What you have to do –
Reproduce the listing below word for word, and leave the pictures out of your copy.

Records to process –
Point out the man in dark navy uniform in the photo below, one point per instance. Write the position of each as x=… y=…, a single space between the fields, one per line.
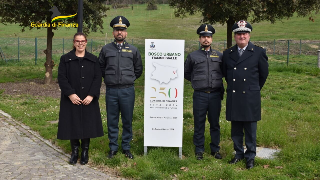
x=245 y=67
x=203 y=69
x=120 y=65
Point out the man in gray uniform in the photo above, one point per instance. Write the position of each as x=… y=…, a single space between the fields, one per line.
x=203 y=69
x=245 y=67
x=120 y=65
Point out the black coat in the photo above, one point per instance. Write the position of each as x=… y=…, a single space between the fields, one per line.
x=245 y=77
x=82 y=78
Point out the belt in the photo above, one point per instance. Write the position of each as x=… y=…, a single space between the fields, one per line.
x=208 y=92
x=119 y=86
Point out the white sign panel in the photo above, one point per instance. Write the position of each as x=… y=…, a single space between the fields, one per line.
x=163 y=97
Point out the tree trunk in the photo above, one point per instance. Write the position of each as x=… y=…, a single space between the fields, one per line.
x=49 y=64
x=230 y=23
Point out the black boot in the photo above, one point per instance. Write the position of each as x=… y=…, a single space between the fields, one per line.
x=85 y=150
x=75 y=151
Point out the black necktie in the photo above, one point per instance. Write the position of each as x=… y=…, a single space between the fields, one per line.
x=240 y=52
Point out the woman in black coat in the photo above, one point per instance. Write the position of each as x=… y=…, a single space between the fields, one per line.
x=79 y=78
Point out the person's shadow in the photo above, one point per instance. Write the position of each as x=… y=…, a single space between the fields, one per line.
x=55 y=12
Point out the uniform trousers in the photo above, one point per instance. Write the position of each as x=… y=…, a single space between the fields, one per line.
x=206 y=104
x=119 y=101
x=249 y=129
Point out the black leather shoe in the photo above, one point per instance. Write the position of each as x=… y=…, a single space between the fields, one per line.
x=216 y=155
x=128 y=154
x=250 y=164
x=199 y=155
x=235 y=160
x=112 y=154
x=85 y=151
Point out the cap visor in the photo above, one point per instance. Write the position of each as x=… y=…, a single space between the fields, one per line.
x=205 y=34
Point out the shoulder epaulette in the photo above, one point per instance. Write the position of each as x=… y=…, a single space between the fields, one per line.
x=259 y=46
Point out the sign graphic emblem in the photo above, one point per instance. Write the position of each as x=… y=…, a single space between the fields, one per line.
x=56 y=15
x=152 y=45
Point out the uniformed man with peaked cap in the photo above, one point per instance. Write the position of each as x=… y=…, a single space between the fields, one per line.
x=245 y=67
x=203 y=69
x=120 y=65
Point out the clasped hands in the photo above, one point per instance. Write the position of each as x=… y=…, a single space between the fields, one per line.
x=76 y=100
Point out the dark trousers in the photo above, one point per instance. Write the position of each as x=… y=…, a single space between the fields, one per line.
x=249 y=129
x=119 y=101
x=203 y=104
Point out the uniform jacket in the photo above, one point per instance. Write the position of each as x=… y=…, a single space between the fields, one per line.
x=82 y=78
x=245 y=77
x=204 y=70
x=120 y=66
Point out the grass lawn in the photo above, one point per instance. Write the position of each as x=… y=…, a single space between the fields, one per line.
x=290 y=108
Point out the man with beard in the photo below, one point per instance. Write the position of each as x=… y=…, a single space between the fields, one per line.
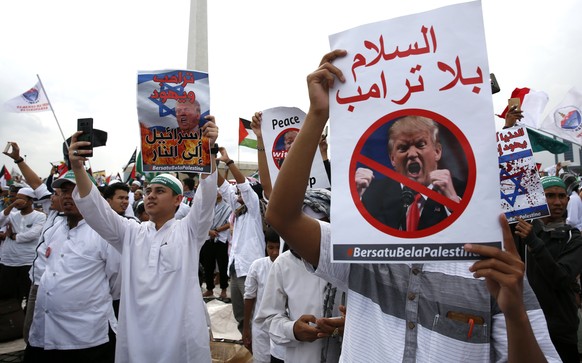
x=415 y=150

Result of this exercise –
Point out the man in dark navy uniform in the photo below, one point per instance. Write the position of each as x=… y=…, a single space between the fields, one per line.
x=245 y=67
x=203 y=69
x=120 y=65
Point out the man in gray uniform in the photo above, one point per instance. Write the position of each as x=… y=…, a single space between the fields, one per line.
x=203 y=69
x=245 y=67
x=120 y=65
Point out the black coat in the photo above, one point per instance. Write the position of each as x=… y=…, a single space between the fields, one per line.
x=245 y=77
x=82 y=78
Point out the belt in the photo above, one point per instance. Write the position of each as x=… y=…, a single space between the fields, one per line.
x=208 y=92
x=119 y=86
Point out the white sign panel in the photo above, one point per instance. Write the position of each as x=… y=…, a single space between the fields, one per line.
x=163 y=97
Point out the tree trunk in the photo above, one point per instance. Write the position of each as x=… y=…, a single space between the fields, one per line.
x=49 y=64
x=230 y=23
Point out the black boot in the photo above, one point per instance. Write the position of each as x=… y=…, a single space between the fields, one per line.
x=85 y=150
x=75 y=151
Point out the black necktie in the photo above, one point per instance. Write the position of each as x=… y=…, a single space between the fields, one per line.
x=240 y=52
Point out the woman in black coat in the photo above, one point per instance. Write the position of each as x=… y=…, a single space between the fields, one per line.
x=79 y=78
Point out the person's shadow in the photo above, one point per instance. Write the position of each as x=… y=…, a single space between the fields, one per line.
x=55 y=12
Point out the uniform trousers in the photo above, one point per instance. Write the position of each as x=… y=…, a single space between the fields, one per line.
x=206 y=104
x=119 y=101
x=249 y=129
Point out the black leather shoe in the photo above, one point per instance. Write the position of each as x=… y=…, a single space between the fields, one per line.
x=216 y=155
x=128 y=154
x=250 y=164
x=199 y=155
x=235 y=160
x=112 y=154
x=85 y=151
Point out the cap visor in the photo above, one point per instance. Write the position of each as x=… y=…, a single space between the fields, one per line.
x=205 y=34
Point out the shoulder epaulette in the photo above, one point per instance. Write the position of each as x=… y=…, a single space between the fields, one per line.
x=259 y=46
Point out the sign graphic emblem in the photo above, one point per instance. Write the position of each as x=… y=…, a single space between the fields, one per line.
x=56 y=15
x=152 y=45
Point out the uniformed man with peaked cap in the photo above, one point per instance. Write the position of each as x=… y=…, a single space between the fields, one per line.
x=245 y=67
x=203 y=69
x=120 y=65
Point out the clasped hands in the photo above, one point per instance. Write the position of each as x=… y=…, a single space between the fields, one per line.
x=76 y=100
Point out the dark trousers in the photo above, one point per instance. Write the position of each as x=… y=…, a single space between the fields, one per line.
x=249 y=129
x=119 y=101
x=203 y=104
Point out the uniform jacket in the photo above, one point per instance. Write the position of each as x=… y=…, a single space between the fields, one per line.
x=82 y=78
x=245 y=77
x=204 y=70
x=120 y=66
Point out the grass lawn in the photo above, one point per instance. Write the position of each as x=… y=…, a single space between the fields, one per line.
x=290 y=108
Point out the man with beard in the photo below, one point per instance. Write the position of each as x=… y=…, a single space between the fields, one per line.
x=415 y=150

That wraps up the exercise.